- **YOUR TASKS**:
(A) Can you return the part of the Milivoj Solar biography starting at "Solar died on" and ending at "20th ed. 2005)"?
(B) Could you condense the paragraph of the Milivoj Solar biography that begins "From 1963 he worked" into a short list?

- **GIVEN PASSAGE**:
Milivoj Solar (8 April 1936 – 16 September 2025) was a Croatian literary theorist and literary historian.

==Life and career==
Solar was born in Koprivnica. At the University of Zagreb Faculty of Humanities and Social Sciences he earned a degree in philosophy and Yugoslav studies in 1959. At the same faculty he received his PhD in 1964 with a thesis on Fran Galović.

From 1963 he worked as an assistant, then as a docent and as an associate, and finally from 1976 as a full tenured professor of literature theory and methodology of the study of literature at the Department for Comparative Literature. In the period of 1987-1990 he also served as SR Croatia's minister of education and culture.

Solar died on 16 September 2025, at the age of 89.

==Work==
Solar's scholarly work is primarily concerned with literary theory, especially the issues of poetics and the relationship between literary theory and philosophy. He also published works on the methodology of literary studies, literature analysis and universal elements of cultural history such as myths.

He published the following books:

- Pitanja poetike (Školska knjiga, Zagreb, 1971)
- Ideja i priča (Liber, Zagreb, 1974; 2nd enlarged ed. Znanje, Zagreb, 1980)
- Književna kritika i filozofija književnosti (Školska knjiga, Zagreb, 1976)
- Teorija književnosti (Školska knjiga, Zagreb, 1976; 20th ed. 2005)
- Uvod u filozofiju književnosti (Studentski centar Sveučilišta u Zagrebu, Zagreb, 1978)
- Smrt Sancha Panze (Nakladni zavod Matice hrvatske, Zagreb, 1981)
- Suvremena svjetska književnost (Školska knjiga, Zagreb, 1982; 1990, 3rd revised and enlarged ed. 1997)
- Mit o avangardi i mit o dekadenciji (Nolit, Beograd, 1985)
- Eseji o fragmentima (Prosveta, Beograd, 1985)
- Filozofija književnosti (Liber, Zagreb, 1985)
- Roman i mit (August Cesarec, Zagreb, 1988)
- Teorija proze (Liber, Zagreb, 1989)
- Laka i teška književnost (Matica hrvatska, Zagreb, 1995; 2nd ed. 2005)
- Vježbe tumačenja (Matica hrvatska, Zagreb, 1997; 2nd ed. 2005)
- Edipova braća i sinovi (Naprijed, Zagreb, 1998)
- Granice znanosti o književnosti (Naklada Pavičić, Zagreb, 2000)
- Povijest svjetske književnosti (Golden marketing, Zagreb, 2003)
- Predavanja o lošem ukusu, (Politička kultura, Zagreb, 2004)
- Ideja i priča (Collected works, 1st book, Golden marketing-Tehnička knjiga, Zagreb, 2004)
- Uvod u filozofiju književnosti (Collected works, 2nd book, Golden marketing-Tehnička knjiga, Zagreb, 2004)
- Retorika postmoderne (Matica hrvatska, Zagreb, 2005)
- Rječnik književnoga nazivlja (Golden marketing-Tehnička knjiga, Zagreb, 2006)
- Književni leksikon (Matica hrvatska, Zagreb, 2007)

Solar was a regular member of the Croatian Academy of Sciences and Arts from 2008, member of the Croatian Writers' Association and the Croatian Philosophic Society.

He was a winner of the Zagreb City Award in 1972, Award "Božidar Adžija" in 1975, Vladimir Nazor Award in 1977 and HAZU award in 2004 for the book Povijest svjetske književnosti ('History of world literature').

(Spatial localization data)
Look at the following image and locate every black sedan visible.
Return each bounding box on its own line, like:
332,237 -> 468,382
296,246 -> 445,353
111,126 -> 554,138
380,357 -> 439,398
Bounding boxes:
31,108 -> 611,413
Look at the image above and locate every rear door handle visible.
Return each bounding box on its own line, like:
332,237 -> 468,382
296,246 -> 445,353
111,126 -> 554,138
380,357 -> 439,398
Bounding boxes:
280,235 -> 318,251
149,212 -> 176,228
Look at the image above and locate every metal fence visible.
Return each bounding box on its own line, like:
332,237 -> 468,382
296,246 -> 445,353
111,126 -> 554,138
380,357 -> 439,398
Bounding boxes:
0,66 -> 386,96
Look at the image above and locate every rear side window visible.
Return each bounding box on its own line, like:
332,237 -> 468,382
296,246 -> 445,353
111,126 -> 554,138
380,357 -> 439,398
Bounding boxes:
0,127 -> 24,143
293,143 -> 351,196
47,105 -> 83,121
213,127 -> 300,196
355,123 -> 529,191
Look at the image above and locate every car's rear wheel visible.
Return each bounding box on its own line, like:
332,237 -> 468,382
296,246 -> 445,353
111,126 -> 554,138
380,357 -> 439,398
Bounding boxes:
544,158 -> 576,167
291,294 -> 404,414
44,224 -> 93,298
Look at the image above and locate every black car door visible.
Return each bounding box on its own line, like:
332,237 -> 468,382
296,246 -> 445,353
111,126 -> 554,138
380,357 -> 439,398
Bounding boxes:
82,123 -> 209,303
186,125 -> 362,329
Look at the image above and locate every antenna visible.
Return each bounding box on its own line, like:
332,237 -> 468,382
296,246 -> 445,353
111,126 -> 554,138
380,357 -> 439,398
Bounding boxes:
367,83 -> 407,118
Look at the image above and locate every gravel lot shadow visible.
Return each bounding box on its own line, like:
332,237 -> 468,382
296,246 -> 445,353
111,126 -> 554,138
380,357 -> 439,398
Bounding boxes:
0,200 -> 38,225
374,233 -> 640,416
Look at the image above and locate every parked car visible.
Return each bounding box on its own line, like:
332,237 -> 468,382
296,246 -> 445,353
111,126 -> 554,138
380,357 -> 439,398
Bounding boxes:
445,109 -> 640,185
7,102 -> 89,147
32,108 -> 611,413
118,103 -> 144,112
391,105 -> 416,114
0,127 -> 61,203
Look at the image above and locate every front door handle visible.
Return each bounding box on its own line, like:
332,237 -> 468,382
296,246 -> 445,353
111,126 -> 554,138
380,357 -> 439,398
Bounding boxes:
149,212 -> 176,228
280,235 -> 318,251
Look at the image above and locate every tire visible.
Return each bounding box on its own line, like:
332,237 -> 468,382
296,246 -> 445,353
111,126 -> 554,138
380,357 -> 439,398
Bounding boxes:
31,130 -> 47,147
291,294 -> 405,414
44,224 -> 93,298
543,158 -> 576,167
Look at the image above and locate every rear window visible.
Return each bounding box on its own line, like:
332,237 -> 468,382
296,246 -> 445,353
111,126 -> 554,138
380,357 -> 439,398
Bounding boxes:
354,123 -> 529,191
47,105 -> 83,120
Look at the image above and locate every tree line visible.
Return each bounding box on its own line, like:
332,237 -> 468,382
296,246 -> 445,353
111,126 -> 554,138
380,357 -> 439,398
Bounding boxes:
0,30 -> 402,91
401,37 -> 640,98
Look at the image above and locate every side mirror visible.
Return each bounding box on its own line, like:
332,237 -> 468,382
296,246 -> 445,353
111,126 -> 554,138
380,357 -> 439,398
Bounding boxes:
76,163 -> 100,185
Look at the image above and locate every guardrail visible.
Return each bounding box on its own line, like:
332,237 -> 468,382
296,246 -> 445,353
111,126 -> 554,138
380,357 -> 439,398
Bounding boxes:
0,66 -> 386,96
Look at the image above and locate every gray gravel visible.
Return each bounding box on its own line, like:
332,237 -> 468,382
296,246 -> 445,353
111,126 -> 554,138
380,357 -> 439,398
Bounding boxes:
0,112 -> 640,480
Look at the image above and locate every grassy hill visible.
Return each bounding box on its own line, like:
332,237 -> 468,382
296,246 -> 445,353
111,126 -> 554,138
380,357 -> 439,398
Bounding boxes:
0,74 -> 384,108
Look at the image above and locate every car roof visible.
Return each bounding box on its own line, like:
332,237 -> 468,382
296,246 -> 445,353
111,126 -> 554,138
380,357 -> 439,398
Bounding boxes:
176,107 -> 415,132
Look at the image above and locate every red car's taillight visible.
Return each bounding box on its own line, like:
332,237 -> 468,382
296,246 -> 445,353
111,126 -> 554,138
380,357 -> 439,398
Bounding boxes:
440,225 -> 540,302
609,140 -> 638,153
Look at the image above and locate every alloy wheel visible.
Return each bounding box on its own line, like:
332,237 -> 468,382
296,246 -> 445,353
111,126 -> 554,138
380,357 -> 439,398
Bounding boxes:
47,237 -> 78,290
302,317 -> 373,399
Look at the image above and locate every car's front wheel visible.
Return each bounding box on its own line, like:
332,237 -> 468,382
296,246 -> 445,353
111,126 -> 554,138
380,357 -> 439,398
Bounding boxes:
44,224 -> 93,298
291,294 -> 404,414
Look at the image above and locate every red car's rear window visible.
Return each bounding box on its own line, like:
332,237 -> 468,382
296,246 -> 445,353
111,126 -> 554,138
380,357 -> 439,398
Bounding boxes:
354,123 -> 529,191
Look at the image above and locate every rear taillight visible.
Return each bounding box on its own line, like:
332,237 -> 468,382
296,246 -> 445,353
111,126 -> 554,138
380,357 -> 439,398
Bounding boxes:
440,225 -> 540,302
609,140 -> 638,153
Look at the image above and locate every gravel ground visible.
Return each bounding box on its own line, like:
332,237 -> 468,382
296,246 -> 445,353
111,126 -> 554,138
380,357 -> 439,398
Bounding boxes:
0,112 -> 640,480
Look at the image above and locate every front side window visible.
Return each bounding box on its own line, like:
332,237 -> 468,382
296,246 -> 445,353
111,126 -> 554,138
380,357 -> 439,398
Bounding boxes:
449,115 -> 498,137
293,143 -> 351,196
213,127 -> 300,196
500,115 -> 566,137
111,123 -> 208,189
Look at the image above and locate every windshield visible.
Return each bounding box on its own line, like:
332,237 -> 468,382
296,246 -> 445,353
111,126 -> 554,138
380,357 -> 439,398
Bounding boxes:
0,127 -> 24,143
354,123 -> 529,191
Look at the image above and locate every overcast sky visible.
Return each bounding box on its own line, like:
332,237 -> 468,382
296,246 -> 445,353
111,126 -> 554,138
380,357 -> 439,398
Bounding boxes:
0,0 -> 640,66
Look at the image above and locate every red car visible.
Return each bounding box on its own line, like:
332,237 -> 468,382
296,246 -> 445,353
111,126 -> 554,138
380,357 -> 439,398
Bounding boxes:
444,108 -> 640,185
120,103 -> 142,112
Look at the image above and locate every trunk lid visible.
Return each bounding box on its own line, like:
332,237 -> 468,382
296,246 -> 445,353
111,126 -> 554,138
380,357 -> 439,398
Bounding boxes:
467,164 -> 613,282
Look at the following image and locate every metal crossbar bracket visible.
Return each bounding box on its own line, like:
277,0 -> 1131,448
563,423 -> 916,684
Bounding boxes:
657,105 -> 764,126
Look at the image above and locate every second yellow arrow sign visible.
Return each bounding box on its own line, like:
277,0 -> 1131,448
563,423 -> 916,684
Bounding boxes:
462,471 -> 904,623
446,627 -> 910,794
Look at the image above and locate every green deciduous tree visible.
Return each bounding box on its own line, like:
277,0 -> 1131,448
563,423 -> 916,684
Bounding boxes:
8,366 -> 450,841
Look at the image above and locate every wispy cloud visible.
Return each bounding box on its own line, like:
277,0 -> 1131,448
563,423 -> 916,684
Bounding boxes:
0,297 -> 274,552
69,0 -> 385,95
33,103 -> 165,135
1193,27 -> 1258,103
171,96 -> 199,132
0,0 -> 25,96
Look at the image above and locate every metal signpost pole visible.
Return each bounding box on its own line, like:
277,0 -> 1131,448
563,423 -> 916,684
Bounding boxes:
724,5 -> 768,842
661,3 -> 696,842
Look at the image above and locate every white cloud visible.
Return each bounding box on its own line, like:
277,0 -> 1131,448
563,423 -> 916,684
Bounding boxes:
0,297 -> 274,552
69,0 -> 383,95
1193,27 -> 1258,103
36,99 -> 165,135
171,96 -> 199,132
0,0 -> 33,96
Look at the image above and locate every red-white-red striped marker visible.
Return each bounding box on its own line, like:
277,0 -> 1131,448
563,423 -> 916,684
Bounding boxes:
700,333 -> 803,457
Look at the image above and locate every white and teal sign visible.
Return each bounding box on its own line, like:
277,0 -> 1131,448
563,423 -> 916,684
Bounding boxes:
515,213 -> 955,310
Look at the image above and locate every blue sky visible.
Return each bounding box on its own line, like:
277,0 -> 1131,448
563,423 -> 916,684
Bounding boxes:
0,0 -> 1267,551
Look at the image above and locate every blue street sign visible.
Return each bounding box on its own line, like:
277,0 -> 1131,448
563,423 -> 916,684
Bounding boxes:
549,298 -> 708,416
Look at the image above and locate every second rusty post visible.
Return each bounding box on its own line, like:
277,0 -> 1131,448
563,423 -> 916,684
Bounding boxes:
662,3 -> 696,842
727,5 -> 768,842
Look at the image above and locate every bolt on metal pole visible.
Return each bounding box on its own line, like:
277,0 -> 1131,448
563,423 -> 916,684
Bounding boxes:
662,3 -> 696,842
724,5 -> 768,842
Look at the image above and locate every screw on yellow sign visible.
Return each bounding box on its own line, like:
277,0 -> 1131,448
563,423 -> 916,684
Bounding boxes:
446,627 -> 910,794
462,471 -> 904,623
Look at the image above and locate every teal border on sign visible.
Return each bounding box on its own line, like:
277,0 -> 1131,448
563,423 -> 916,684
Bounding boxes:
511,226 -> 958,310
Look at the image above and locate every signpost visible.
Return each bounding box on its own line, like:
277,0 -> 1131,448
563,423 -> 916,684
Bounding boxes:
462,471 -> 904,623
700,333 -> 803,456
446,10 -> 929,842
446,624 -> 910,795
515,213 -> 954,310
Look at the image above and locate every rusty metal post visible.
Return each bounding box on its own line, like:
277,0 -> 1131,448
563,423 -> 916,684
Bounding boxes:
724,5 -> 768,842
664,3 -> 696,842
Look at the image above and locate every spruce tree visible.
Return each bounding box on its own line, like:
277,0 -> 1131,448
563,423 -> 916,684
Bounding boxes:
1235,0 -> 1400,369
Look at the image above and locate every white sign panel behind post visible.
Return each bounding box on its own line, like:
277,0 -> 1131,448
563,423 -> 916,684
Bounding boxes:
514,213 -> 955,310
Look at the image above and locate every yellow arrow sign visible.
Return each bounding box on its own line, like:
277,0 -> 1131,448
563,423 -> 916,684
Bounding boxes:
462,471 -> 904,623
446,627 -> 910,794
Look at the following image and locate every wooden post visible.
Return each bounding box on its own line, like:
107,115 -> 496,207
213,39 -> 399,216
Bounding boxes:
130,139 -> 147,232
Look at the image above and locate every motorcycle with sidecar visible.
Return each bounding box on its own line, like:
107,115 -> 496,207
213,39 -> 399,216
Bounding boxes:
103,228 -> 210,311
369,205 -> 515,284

- **RESULTS OF THE TASKS**:
(A)
Solar died on 16 September 2025, at the age of 89.

==Work==
Solar's scholarly work is primarily concerned with literary theory, especially the issues of poetics and the relationship between literary theory and philosophy. He also published works on the methodology of literary studies, literature analysis and universal elements of cultural history such as myths.

He published the following books:

- Pitanja poetike (Školska knjiga, Zagreb, 1971)
- Ideja i priča (Liber, Zagreb, 1974; 2nd enlarged ed. Znanje, Zagreb, 1980)
- Književna kritika i filozofija književnosti (Školska knjiga, Zagreb, 1976)
- Teorija književnosti (Školska knjiga, Zagreb, 1976; 20th ed. 2005)

(B)
- From 1963: assistant, then docent and associate
- From 1976: full tenured professor of literature theory and methodology of the study of literature at the Department for Comparative Literature
- 1987–1990: also SR Croatia's minister of education and culture